Problem details -> Find each line below that contains the word "instance", with case counting, and copy those lines.

[Labeled region outline entries]

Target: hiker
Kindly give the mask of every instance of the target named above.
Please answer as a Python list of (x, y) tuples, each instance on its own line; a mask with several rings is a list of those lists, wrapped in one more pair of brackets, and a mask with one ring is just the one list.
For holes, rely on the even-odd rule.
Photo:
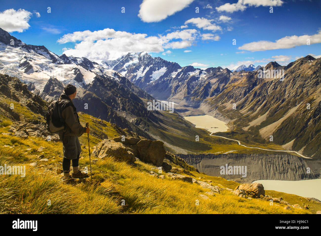
[[(66, 127), (58, 133), (62, 141), (64, 159), (62, 161), (64, 180), (72, 180), (73, 178), (82, 179), (89, 177), (78, 169), (78, 162), (82, 152), (78, 137), (85, 133), (89, 133), (90, 129), (82, 127), (72, 100), (76, 97), (77, 89), (72, 84), (68, 84), (58, 100), (61, 109), (61, 115)], [(73, 174), (70, 174), (70, 161), (72, 162)]]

The result ->
Kindly give the mask of every instance of the target named above.
Please answer as a Python list of (x, y) tuples, each instance on its own line; a mask with several rings is a list of those lists, wrapped in one more pair of brackets, and a mask with one ring is just the one list.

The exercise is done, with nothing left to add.